_Try it:_
Repeat all the records exactly, omitting pictures.

Point localization data:
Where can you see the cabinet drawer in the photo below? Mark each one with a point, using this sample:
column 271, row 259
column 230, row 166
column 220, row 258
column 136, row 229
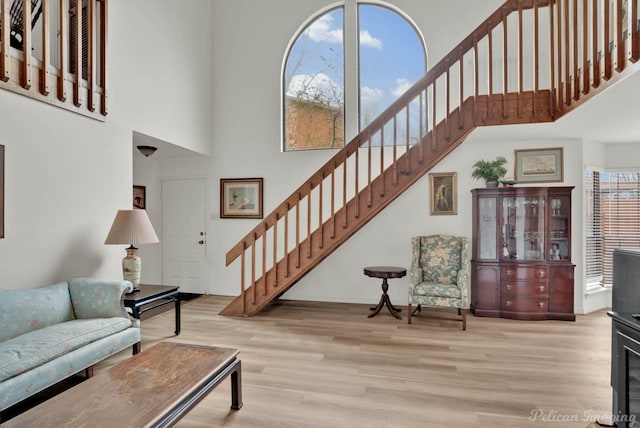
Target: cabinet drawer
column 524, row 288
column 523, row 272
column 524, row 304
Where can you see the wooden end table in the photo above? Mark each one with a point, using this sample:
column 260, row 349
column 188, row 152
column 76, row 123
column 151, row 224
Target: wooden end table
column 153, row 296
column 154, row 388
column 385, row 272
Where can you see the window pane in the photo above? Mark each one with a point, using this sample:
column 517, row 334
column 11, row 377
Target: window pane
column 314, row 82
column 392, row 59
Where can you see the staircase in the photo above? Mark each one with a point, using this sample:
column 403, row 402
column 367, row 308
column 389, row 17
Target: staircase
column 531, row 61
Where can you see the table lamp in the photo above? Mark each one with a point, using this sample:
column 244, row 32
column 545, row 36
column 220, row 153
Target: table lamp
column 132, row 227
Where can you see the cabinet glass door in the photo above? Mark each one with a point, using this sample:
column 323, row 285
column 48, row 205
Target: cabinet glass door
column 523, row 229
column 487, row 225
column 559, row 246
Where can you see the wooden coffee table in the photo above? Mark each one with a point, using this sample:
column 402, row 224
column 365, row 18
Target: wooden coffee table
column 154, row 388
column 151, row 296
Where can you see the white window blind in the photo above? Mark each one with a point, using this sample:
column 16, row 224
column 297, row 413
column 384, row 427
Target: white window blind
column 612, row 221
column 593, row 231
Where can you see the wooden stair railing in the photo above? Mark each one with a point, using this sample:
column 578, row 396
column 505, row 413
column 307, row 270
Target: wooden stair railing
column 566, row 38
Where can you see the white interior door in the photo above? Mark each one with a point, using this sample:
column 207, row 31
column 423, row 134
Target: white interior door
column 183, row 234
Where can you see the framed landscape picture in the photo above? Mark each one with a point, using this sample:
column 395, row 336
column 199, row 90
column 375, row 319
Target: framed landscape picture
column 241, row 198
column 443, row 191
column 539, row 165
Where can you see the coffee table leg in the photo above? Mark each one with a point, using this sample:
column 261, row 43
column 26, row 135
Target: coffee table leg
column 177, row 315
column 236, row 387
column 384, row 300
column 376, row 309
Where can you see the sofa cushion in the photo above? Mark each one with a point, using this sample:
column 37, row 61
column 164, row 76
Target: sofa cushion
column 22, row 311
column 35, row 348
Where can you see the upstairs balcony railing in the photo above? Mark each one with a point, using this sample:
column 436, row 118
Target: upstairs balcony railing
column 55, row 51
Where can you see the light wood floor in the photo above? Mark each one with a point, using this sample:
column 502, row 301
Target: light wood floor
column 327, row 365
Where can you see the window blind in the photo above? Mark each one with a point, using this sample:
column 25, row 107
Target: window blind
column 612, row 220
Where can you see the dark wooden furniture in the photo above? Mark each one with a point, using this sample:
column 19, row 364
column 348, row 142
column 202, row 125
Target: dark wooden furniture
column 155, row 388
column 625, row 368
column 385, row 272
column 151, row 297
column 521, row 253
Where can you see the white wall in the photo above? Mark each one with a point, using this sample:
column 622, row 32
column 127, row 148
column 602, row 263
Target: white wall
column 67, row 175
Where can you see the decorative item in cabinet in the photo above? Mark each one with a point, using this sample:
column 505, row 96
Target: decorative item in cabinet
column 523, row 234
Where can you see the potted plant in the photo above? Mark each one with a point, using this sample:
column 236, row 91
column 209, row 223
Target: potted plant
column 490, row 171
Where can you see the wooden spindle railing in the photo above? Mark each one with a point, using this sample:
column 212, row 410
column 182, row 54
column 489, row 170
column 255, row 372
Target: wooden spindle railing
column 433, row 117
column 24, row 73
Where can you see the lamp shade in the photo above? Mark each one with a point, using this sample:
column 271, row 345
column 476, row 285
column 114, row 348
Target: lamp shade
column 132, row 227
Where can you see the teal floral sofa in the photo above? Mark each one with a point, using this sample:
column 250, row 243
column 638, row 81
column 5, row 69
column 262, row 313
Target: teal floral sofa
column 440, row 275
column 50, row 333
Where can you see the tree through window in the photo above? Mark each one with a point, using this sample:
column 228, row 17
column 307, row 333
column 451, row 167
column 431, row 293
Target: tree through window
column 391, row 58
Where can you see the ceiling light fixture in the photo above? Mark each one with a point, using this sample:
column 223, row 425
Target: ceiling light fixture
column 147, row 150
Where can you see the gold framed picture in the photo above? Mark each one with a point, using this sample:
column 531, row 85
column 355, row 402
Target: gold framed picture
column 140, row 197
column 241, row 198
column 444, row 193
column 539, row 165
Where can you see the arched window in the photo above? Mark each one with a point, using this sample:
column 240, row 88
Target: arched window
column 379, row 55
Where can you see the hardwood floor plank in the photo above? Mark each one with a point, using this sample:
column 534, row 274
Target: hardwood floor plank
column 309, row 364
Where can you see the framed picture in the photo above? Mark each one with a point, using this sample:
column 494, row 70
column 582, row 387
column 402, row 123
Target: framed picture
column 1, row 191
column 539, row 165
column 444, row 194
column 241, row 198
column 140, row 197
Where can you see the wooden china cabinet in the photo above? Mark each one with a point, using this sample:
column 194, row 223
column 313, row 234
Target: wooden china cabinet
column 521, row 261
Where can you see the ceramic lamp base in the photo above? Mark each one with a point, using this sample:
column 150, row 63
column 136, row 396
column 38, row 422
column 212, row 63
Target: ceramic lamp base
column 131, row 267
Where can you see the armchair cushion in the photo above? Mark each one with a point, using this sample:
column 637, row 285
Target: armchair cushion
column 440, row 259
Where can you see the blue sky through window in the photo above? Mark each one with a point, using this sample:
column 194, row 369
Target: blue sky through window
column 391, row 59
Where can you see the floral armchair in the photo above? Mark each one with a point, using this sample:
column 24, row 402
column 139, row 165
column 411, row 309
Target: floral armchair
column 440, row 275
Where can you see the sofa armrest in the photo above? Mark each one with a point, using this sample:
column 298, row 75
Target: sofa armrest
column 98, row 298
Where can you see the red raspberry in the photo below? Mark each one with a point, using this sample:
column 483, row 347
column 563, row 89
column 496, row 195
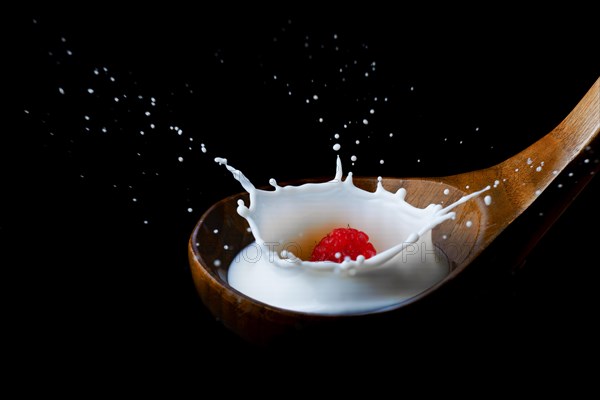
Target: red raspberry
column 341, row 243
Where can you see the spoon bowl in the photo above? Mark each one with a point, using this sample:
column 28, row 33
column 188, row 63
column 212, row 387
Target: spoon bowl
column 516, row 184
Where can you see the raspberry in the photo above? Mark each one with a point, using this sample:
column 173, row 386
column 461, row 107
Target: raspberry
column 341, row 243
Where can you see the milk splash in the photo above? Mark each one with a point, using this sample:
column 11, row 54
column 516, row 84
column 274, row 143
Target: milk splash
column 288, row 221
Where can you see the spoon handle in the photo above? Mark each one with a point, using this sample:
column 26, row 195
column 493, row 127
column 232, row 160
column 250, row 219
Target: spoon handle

_Written answer:_
Where can you see the cabinet drawer in the photo below? Mark each one with a point, using this sample:
column 271, row 259
column 230, row 166
column 220, row 258
column 136, row 229
Target: cabinet drawer
column 524, row 288
column 523, row 272
column 524, row 304
Where can you see the wooden end table in the photo above? Mark each one with a point, using this sample:
column 260, row 349
column 188, row 152
column 76, row 123
column 151, row 224
Target: wooden end table
column 153, row 296
column 154, row 388
column 385, row 272
Where can you see the window pane in the photo above? Mark each one with a point, using this sample:
column 517, row 334
column 11, row 377
Target: window pane
column 314, row 82
column 392, row 59
Where can you see the staircase in the photo above? Mark each one with a point, using this sample:
column 403, row 402
column 367, row 308
column 389, row 17
Target: staircase
column 531, row 61
Where can you see the table lamp in the photo above? Mark each one with a point, using this sample:
column 244, row 32
column 545, row 36
column 220, row 153
Target: table lamp
column 132, row 227
Where can you see the cabinet glass door in the photo above? Mark each one with a point, using this sample:
column 323, row 285
column 48, row 205
Target: cabinet glass door
column 523, row 229
column 487, row 225
column 559, row 246
Where can you see the wooden coffee table in the photo above? Mark each one with a point, using this sample:
column 402, row 224
column 365, row 18
Target: wooden coffee table
column 154, row 388
column 151, row 296
Where can you see the white window blind in the photo above? Mark each one with a point, using this sample:
column 16, row 224
column 297, row 413
column 384, row 427
Target: white window blind
column 612, row 221
column 593, row 231
Where can you see the wooden stair railing in the photo above? Mark each one with a point, using this sample:
column 578, row 396
column 505, row 413
column 307, row 270
Target: wooden stair railing
column 566, row 38
Where can you see the white interior door in the photo above? Mark each one with a point, using this sample:
column 207, row 31
column 423, row 134
Target: white interior door
column 183, row 234
Where can you see the framed landscape picture in the photo above? Mark each one with a point, using this sample:
column 395, row 336
column 199, row 90
column 375, row 319
Target: framed landscape picture
column 241, row 198
column 443, row 191
column 539, row 165
Where can you see the coffee table leg in the photo above? Mark each one with a point, using this sample:
column 261, row 43
column 26, row 135
Target: coffee table leg
column 177, row 315
column 236, row 387
column 384, row 300
column 376, row 309
Where can you see the sofa cushion in the photo above? Mark each one with a point, using this sample:
column 37, row 61
column 164, row 76
Target: sofa cushion
column 22, row 311
column 35, row 348
Where can you see the upstairs balcony railing in the photo above? Mark each one with a point, using this sample:
column 436, row 118
Target: upstairs balcony railing
column 55, row 51
Where can you see the light wood floor in the photo above? Mark each one with a point, using this sample:
column 502, row 301
Target: light wood floor
column 327, row 365
Where can you see the window blind in the photo above? Mark each one with a point, using this sample:
column 25, row 107
Target: window blind
column 612, row 220
Where can you see the dark wooden furniture in the photo above? Mark each one with a point, using this sample:
column 19, row 364
column 348, row 142
column 202, row 125
Target: dark wooden furniture
column 155, row 388
column 625, row 368
column 385, row 272
column 151, row 297
column 521, row 253
Where can you see the white wall in the photo above? Mark each one with a point, using this sample:
column 622, row 32
column 127, row 148
column 602, row 263
Target: white wall
column 67, row 175
Where can you see the decorative item in cabinet in the photo above? Mark each one with a point, using this sample:
column 505, row 96
Target: decorative item in cabinet
column 523, row 234
Where can you see the potted plant in the photo above? Mark each one with a point, using this sample:
column 236, row 91
column 209, row 223
Target: potted plant
column 490, row 171
Where can you see the wooden spindle railing in the photo above? Mark each one with a point, using this sample:
column 212, row 410
column 182, row 54
column 489, row 170
column 255, row 372
Target: wooden spindle railing
column 433, row 117
column 24, row 73
Where can you see the lamp shade in the photo above? Mark each one with a point, using this sample:
column 271, row 345
column 476, row 285
column 114, row 348
Target: lamp shade
column 132, row 227
Where can you see the teal floral sofa in the photo above? Mark each one with a point, using this sample:
column 250, row 243
column 638, row 81
column 5, row 69
column 262, row 313
Target: teal floral sofa
column 440, row 275
column 50, row 333
Where can you see the tree through window in the photo above? Mark each one with a point, using this sample:
column 228, row 17
column 307, row 333
column 451, row 167
column 431, row 293
Target: tree through window
column 391, row 58
Where can you see the ceiling light fixture in the photo above? Mark each one with a point, using this sample:
column 223, row 425
Target: ceiling light fixture
column 147, row 150
Where can you see the gold framed picture in the photo above? Mark each one with a point, using this sample:
column 531, row 85
column 355, row 402
Target: gold framed picture
column 140, row 197
column 241, row 198
column 444, row 193
column 539, row 165
Where can you see the arched window in the photo above? Mark each one with a point, using this sample:
column 240, row 88
Target: arched window
column 379, row 55
Where can you see the hardwood floor plank in the photo above? Mark each one with a point, using this sample:
column 534, row 274
Target: hardwood floor plank
column 309, row 364
Where can you see the framed picture in the photo above? Mark each one with a point, using this sample:
column 494, row 70
column 582, row 387
column 402, row 123
Target: framed picture
column 1, row 191
column 539, row 165
column 444, row 194
column 241, row 198
column 140, row 197
Where can you see the wooden china cabinet in the photo above? Mark each one with a point, using this sample:
column 194, row 223
column 313, row 234
Target: wooden china cabinet
column 521, row 261
Where can you see the ceramic lamp base in the photo above? Mark each one with a point, using this sample:
column 150, row 63
column 136, row 396
column 38, row 422
column 212, row 63
Target: ceramic lamp base
column 131, row 267
Where can you see the armchair cushion in the photo above? Mark each one with a point, using this sample:
column 637, row 285
Target: armchair cushion
column 440, row 259
Where can you see the blue sky through window in the photo above? Mark each one with a point, using this sample:
column 194, row 369
Target: blue sky through window
column 391, row 59
Where can you see the floral armchair in the photo above? Mark each one with a point, using this sample:
column 24, row 402
column 139, row 165
column 411, row 309
Target: floral armchair
column 440, row 275
Where can you see the sofa armrest in the photo above? Mark each one with a point, using this sample:
column 298, row 75
Target: sofa armrest
column 98, row 298
Where can you see the red raspberry in the photo below? Mark each one with a point, using this sample:
column 483, row 347
column 563, row 89
column 496, row 195
Target: red raspberry
column 341, row 243
Where can you see the spoon bowl in the photo above? Mark each one with a point, using this sample:
column 28, row 33
column 188, row 63
column 212, row 387
Target: spoon bowl
column 516, row 184
Where can you see the raspberry in the photo above? Mark each one with a point, using this sample:
column 173, row 386
column 461, row 107
Target: raspberry
column 341, row 243
Where can you see the milk splash in the photo above? Mark each one with a point, using this sample:
column 11, row 54
column 516, row 84
column 274, row 143
Target: milk splash
column 288, row 221
Where can you see the spoon handle in the photo above? Mark each one with a point, using this sample:
column 26, row 195
column 493, row 127
column 232, row 160
column 250, row 219
Target: spoon handle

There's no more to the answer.